━━ Records to process
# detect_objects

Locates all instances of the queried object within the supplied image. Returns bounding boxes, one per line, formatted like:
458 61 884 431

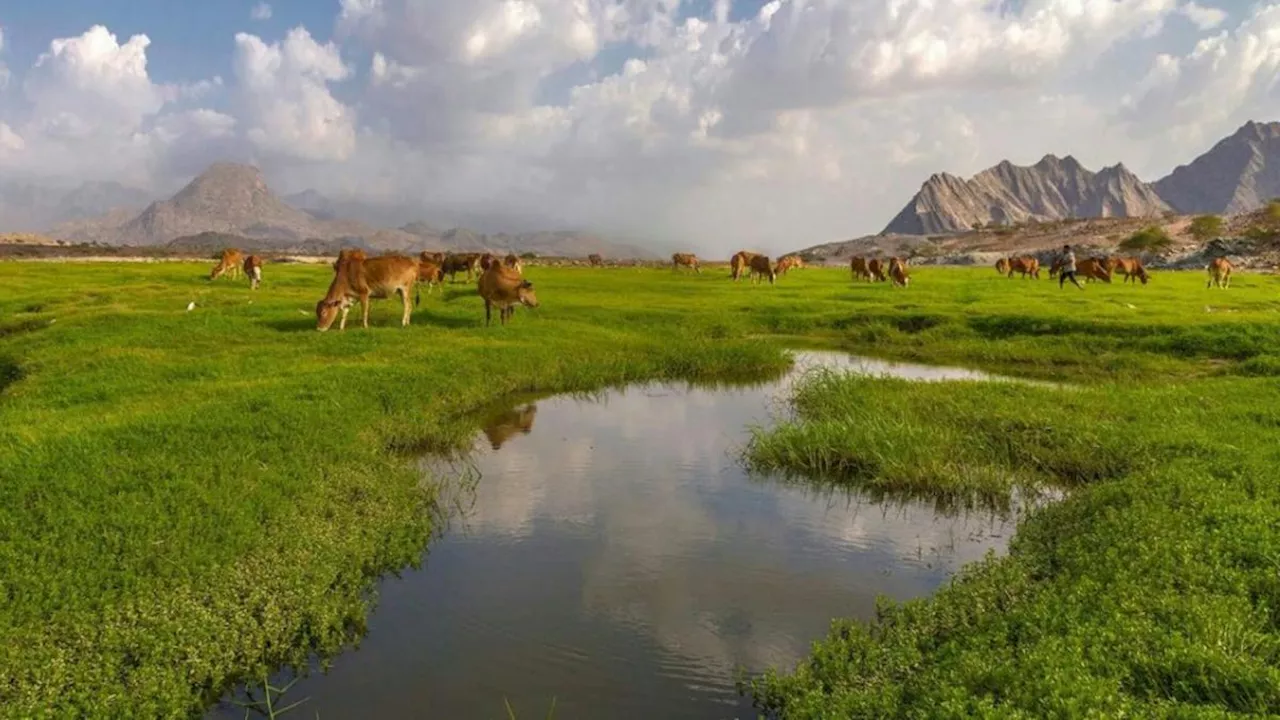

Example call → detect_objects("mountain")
0 179 153 231
884 154 1171 234
1153 121 1280 214
37 162 656 258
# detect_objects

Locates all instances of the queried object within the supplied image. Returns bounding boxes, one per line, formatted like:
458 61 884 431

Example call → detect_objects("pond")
210 351 1046 719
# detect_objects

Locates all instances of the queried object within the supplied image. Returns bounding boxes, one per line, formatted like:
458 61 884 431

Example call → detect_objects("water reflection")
209 352 1042 720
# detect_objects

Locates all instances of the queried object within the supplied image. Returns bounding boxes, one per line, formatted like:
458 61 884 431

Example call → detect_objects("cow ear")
521 280 533 288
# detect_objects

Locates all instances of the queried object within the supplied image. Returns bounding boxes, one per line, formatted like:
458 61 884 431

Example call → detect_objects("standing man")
1059 244 1083 290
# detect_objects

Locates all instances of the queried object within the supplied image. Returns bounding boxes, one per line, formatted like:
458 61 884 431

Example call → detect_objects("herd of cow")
204 243 1243 330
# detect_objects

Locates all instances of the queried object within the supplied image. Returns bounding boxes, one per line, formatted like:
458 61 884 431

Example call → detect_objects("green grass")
2 260 1280 717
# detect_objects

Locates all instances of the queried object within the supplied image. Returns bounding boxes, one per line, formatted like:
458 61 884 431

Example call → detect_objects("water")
210 352 1043 720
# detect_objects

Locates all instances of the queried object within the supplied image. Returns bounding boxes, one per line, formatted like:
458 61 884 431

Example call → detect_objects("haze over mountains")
884 120 1280 235
16 163 654 259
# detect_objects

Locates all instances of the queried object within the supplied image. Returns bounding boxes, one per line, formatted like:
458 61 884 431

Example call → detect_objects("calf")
316 250 419 331
850 256 872 281
889 257 910 287
1113 257 1149 285
748 254 776 285
210 248 244 281
867 258 887 282
478 263 539 326
1078 257 1112 283
1206 257 1233 288
243 254 263 290
775 255 804 276
1008 256 1040 279
417 251 445 296
731 251 760 281
672 252 701 273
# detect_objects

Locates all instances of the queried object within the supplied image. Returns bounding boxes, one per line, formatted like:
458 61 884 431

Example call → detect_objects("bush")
1188 215 1223 242
1119 225 1173 253
1266 199 1280 225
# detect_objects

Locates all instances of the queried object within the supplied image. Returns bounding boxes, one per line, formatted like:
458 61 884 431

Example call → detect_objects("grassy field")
1 259 1279 717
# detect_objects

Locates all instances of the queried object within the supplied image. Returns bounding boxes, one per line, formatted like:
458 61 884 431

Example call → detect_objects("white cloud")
2 3 1280 252
1180 1 1228 29
232 27 355 162
251 2 273 21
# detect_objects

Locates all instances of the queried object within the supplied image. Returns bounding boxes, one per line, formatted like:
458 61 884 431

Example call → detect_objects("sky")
0 0 1275 254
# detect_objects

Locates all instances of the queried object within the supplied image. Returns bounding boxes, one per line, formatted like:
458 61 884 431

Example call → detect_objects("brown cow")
587 253 604 267
1078 257 1112 283
748 254 776 285
888 257 910 287
867 258 887 282
672 252 701 273
1112 256 1149 285
210 249 244 281
995 257 1011 275
478 262 539 326
1007 256 1040 279
479 253 500 271
850 256 872 281
731 251 761 281
243 254 263 290
417 252 445 295
775 255 804 276
1049 255 1066 278
443 253 482 282
482 403 538 450
1206 257 1233 288
316 249 419 331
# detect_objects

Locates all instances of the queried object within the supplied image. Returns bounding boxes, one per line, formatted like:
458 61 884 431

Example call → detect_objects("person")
1059 244 1083 290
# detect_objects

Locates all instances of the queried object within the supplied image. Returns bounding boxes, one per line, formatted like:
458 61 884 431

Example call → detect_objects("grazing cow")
775 255 804 276
1101 256 1120 273
731 251 761 281
995 257 1011 275
482 404 538 450
503 253 524 274
478 262 539 325
587 253 604 267
315 250 419 331
210 249 244 281
1113 257 1149 285
443 253 482 282
1008 256 1040 279
748 254 776 285
1077 257 1112 283
850 256 872 281
888 257 910 287
417 252 445 295
672 252 701 273
1206 257 1233 289
867 258 887 282
243 254 263 290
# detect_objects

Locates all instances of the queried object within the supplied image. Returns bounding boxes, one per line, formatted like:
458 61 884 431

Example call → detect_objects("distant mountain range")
━━━━
Exercise:
Without including any pictures, copy every line above exactly.

Solution for this problem:
# detect_objects

Locates all instances of the queried object within the supplied image. Returns bounding boxes, one per line, formatted like:
458 61 884 431


Example call → detect_objects("mountain")
0 179 153 231
884 154 1171 234
1153 121 1280 214
37 162 656 258
# detect_objects

Locates all instances of the queried object within the supplied image. Returns bounding boxes, one per line, formatted like:
458 61 884 431

Example call → detect_objects("pond")
210 351 1046 719
# detect_objects

Locates all instances of the queried object within the supplied image. Returns bounding boxes, one per line, formatted like:
458 61 884 431

Example call → detect_objects("water reflection")
209 352 1042 720
# detect_objects

Locates all instances of the queried object within the supplied image. Returns bounding boxes, one per line, formatted like:
458 61 884 431

Example call → detect_objects("cow ear")
521 280 533 288
# detect_objects

Locates all instances of the queried object within the supplied image. Returns bounding boxes, one per line, formatted like:
458 61 884 431

Example call → detect_objects("standing man")
1059 244 1083 290
# detect_objects

Locates all instances of the queried object within the supplied image. Returns bounding boxes, one per line, formatted like:
458 61 884 431

Example call → detect_objects("herd of cow")
204 243 1243 330
# detect_objects

Locates all instances of the queried object within the supplied image. Returns bounding boxes, one per line, formatted like:
458 61 884 431

Example call → detect_objects("green grass")
2 260 1280 717
# detect_objects

Locates all instances of the queried object within the supplied image. Returns bounding boxes, one per line, formatted like:
458 61 884 431

Example call → detect_objects("water")
210 352 1043 720
# detect_objects

Locates all instances of the queried object within the supplied image. Returns bounding boxes, one per line, formatted like:
458 61 884 431

Example call → detect_objects("haze over mountains")
884 120 1280 235
16 163 654 259
# detect_objects

Locates all instances of the queried object within the supplied image. Returns bounding boxes, one per line, formatted like:
458 61 884 431

Example call → detect_objects("calf")
316 250 419 331
850 256 872 281
889 257 910 287
1113 257 1149 285
748 254 776 285
210 248 244 281
867 258 887 282
478 263 539 326
1078 257 1112 283
1206 257 1233 288
243 254 263 290
775 255 804 276
1008 256 1040 279
417 251 445 296
731 251 760 281
672 252 701 273
# detect_objects

Locates all instances of the queried object within the supplied image. Returns bounding boxes, one per line, formatted like:
458 61 884 431

Example call → detect_objects("bush")
1188 215 1223 242
1119 225 1173 253
1266 199 1280 225
# detect_objects

Locates all instances of the queried object within the supplied image. Returns bounding boxes, one per line, formatted like:
458 61 884 431

Example call → detect_objects("grassy field")
1 259 1279 717
# detect_objects

Locates all instances of the queried object within the supplied image. Returns bounding boxes, one per line, formatted like:
458 61 884 431

Example call → detect_objects("white cloud")
2 3 1280 252
1180 1 1228 29
232 27 355 162
251 2 273 21
# detect_objects

Locates all instances of the queried object within the supplied image. Returns bounding boxes, one per line, formatted like:
458 61 884 431

Example call → detect_objects("sky")
0 0 1275 254
# detect_objects

Locates all instances of the queried object within the supplied image. Returns bounding boxes, one per line, formatted like:
458 61 884 431

Example call → detect_objects("brown cow")
587 253 604 267
1078 257 1112 283
748 254 776 285
888 257 910 287
867 258 887 282
672 252 701 273
1112 256 1149 285
210 249 244 281
995 257 1011 275
478 262 539 326
1007 256 1040 279
479 253 500 271
850 256 872 281
731 251 761 281
243 254 263 290
417 252 445 295
775 255 804 276
1049 255 1066 278
443 253 482 282
482 403 538 450
1206 257 1233 288
316 249 419 331
# detect_objects

Locates all instances of the queried object within the supplied image. Returns bounding boxes, one per line, formatted like:
458 61 884 431

Example call → detect_objects("person")
1059 244 1083 290
# detect_objects

Locates all instances of the queried object within the supplied image. Returns bounding boxes, one per line, formatted like:
458 61 884 431

Example call → detect_objects("grazing cow")
775 255 804 276
1101 256 1120 273
731 251 761 281
995 257 1011 275
482 404 538 450
503 253 524 274
478 262 539 325
587 253 604 267
315 250 419 331
210 249 244 281
1113 257 1149 285
443 253 482 282
1008 256 1040 279
748 254 776 285
1077 257 1112 283
850 256 872 281
888 257 910 287
417 252 445 295
672 252 701 273
1206 257 1233 289
867 258 887 282
243 254 263 290
# detect_objects

Locates all instances of the queried object within the supplied image. Returns bounding boxes, one per line, formatted like:
458 61 884 431

Example call → detect_objects("distant mountain range")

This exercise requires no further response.